START Provided material
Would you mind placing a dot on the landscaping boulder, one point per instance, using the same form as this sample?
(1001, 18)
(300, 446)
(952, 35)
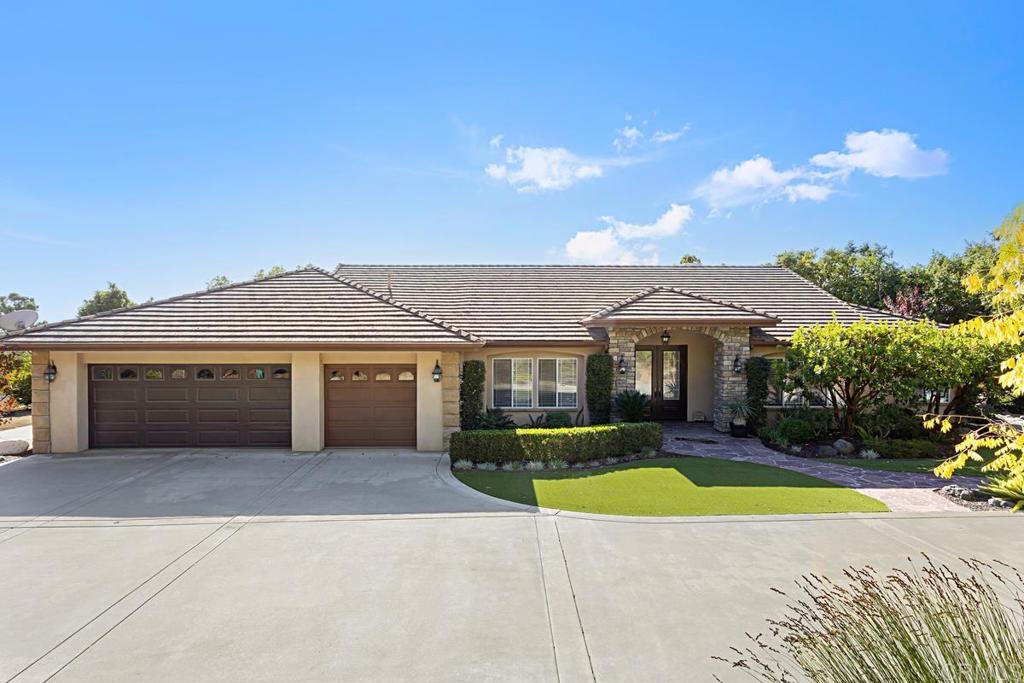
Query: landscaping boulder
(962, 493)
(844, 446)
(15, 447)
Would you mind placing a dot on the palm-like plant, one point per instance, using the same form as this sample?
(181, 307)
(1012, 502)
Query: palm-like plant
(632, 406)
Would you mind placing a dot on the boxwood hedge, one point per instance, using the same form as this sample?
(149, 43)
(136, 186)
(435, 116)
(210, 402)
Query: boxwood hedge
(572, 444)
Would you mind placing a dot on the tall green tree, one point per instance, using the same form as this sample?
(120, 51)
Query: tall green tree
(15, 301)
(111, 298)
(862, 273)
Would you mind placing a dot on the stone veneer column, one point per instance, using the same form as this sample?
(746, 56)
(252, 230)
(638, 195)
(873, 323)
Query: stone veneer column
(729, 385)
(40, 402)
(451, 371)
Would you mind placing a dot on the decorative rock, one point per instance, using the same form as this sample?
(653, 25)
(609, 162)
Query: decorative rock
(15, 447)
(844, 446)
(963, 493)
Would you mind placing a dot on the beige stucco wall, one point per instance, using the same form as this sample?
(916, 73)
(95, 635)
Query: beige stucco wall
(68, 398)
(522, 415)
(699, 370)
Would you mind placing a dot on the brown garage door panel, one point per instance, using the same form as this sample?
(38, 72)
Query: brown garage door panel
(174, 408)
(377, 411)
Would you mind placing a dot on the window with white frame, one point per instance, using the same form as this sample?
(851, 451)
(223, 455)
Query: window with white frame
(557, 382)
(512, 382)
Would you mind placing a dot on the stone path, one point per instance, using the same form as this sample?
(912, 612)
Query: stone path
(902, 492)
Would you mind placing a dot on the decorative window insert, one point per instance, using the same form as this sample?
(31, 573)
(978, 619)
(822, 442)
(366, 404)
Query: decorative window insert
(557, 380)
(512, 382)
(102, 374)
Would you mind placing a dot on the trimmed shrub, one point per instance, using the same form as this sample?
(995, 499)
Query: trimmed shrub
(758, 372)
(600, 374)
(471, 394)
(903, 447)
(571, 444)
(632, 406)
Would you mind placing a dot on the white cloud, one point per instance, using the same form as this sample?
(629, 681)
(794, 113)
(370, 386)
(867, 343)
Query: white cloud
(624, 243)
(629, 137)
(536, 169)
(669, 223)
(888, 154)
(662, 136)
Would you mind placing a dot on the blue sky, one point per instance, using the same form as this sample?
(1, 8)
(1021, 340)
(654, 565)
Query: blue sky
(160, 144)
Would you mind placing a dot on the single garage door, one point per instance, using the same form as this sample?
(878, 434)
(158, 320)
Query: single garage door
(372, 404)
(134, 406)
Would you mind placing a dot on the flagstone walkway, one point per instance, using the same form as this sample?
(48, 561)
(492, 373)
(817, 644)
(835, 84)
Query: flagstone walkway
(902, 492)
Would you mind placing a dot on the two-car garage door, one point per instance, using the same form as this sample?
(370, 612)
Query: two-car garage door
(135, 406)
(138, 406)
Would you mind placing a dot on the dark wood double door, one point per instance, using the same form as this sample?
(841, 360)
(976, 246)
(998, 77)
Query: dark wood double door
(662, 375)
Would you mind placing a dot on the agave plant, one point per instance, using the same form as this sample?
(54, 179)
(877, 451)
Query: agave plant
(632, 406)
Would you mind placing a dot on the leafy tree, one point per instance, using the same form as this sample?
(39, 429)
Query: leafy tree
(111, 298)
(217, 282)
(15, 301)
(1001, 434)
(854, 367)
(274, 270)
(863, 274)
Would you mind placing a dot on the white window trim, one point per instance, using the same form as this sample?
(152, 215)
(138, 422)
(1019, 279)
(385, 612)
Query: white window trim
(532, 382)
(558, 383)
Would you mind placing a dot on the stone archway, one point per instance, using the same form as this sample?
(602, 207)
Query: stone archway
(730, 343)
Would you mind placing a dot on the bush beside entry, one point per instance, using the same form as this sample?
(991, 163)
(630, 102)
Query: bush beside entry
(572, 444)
END Provided material
__Action item__.
Would you give the records again exactly, dropping the pictures?

__Solution for this problem__.
Would you mind placing a dot on the landscaping boulder, one point per instance, using the same form as this sample?
(1001, 18)
(300, 446)
(952, 35)
Query: landscaping boulder
(962, 493)
(844, 446)
(15, 447)
Would you mind placing a dot on the palm-like plant, one point per instance, using the same form as this sample?
(181, 307)
(1012, 502)
Query: palm-like plant
(632, 406)
Would you mind placing a dot on the boxwood hedge, one point per instance, using the same form as this sample?
(149, 43)
(136, 186)
(435, 116)
(210, 402)
Query: boxwood hedge
(572, 444)
Would you mind placing a dot on the tall green tree, one point per instance, using the same form as this sample?
(120, 51)
Query: tall green tree
(15, 301)
(111, 298)
(862, 273)
Would you mind placing a dot on the stone veneer column, one point per instance, using the same form as this sample?
(746, 56)
(252, 230)
(638, 195)
(873, 323)
Query: stone veneer column
(729, 385)
(40, 402)
(451, 371)
Would you mind placing a dot on the decorative rock, one point per instance, using the same form as this sample?
(653, 25)
(609, 162)
Query: decorative rock
(15, 447)
(844, 446)
(963, 493)
Would you mind placing a dot on the beige stucco wall, one point per instance, using the same form as this sample?
(916, 73)
(95, 635)
Query: beige stucco wall
(68, 398)
(522, 415)
(699, 370)
Would you mind placing a dot on the brown garage door panel, one point per instance, using the same form as this sample?
(38, 72)
Query: brown garage door panel
(174, 408)
(377, 411)
Would you mind placing a dot on the window with white frame, one point per instance, using the same form as this sample?
(851, 451)
(223, 455)
Query: window with white frame
(557, 382)
(512, 382)
Would you mind placing a dot on the stone path, one point per instance, using the same form as this sample?
(912, 612)
Query: stone path
(902, 492)
Would you mind placing a dot on the decorative window insert, one point per instance, using the same form as this sample?
(31, 573)
(978, 619)
(822, 442)
(366, 404)
Query: decorative window insert
(557, 380)
(512, 382)
(102, 374)
Would you mind placing a dot on the trimmed shrub, one point per instance, using the same form as this sample?
(995, 499)
Query: trimmed shrub
(758, 372)
(600, 374)
(471, 394)
(903, 447)
(571, 444)
(632, 406)
Would you mind placing a dot on the white cloud, one point per instance, using the same form as this sample?
(629, 681)
(794, 113)
(370, 386)
(867, 343)
Query: white cloud
(624, 243)
(629, 137)
(536, 169)
(669, 223)
(888, 154)
(662, 136)
Would you mind placing a dot on the blue sky, one point per instance, using the same form as this sample?
(1, 8)
(1021, 340)
(654, 565)
Query: blue sky
(160, 144)
Would you mind placing a dot on the single garage door, one point per instance, using the same form as this sample?
(878, 434)
(158, 320)
Query: single garage door
(372, 404)
(134, 406)
Would you mind placing a dot on the flagstone walkway, one point per instance, using the same form as this sample?
(48, 561)
(492, 373)
(817, 644)
(835, 84)
Query: flagstone walkway
(902, 492)
Would you mind placing a dot on the two-car garage door, one point per instance, using the same form as this sample?
(370, 612)
Query: two-car garage door
(135, 406)
(138, 406)
Would you mind placing a dot on the dark wood double door, one point per instance, using the same form as this sample?
(841, 360)
(976, 246)
(998, 77)
Query: dark wood double door
(662, 375)
Would you mind placing a dot on the agave plant, one point per instance, using the same form as this sample?
(54, 179)
(877, 451)
Query: agave plant
(632, 406)
Would you mind placing a dot on the leafy tree, one point per instance, using the same form as this sample?
(39, 429)
Query: leafy tree
(111, 298)
(217, 282)
(15, 301)
(1001, 434)
(854, 367)
(274, 270)
(863, 274)
Would you mind placing a dot on the white window trim, one point per instance, using the same form as this sample?
(152, 215)
(138, 422)
(1019, 279)
(385, 612)
Query: white window trim
(532, 382)
(558, 383)
Would you mind placing a dot on the stone archway, one point per instance, using the same form as this sample?
(602, 207)
Query: stone archway
(730, 343)
Would you mind placing a dot on the bush beside entry, one point per instance, using the same form as this sample?
(991, 163)
(630, 102)
Query: bush beside entry
(572, 444)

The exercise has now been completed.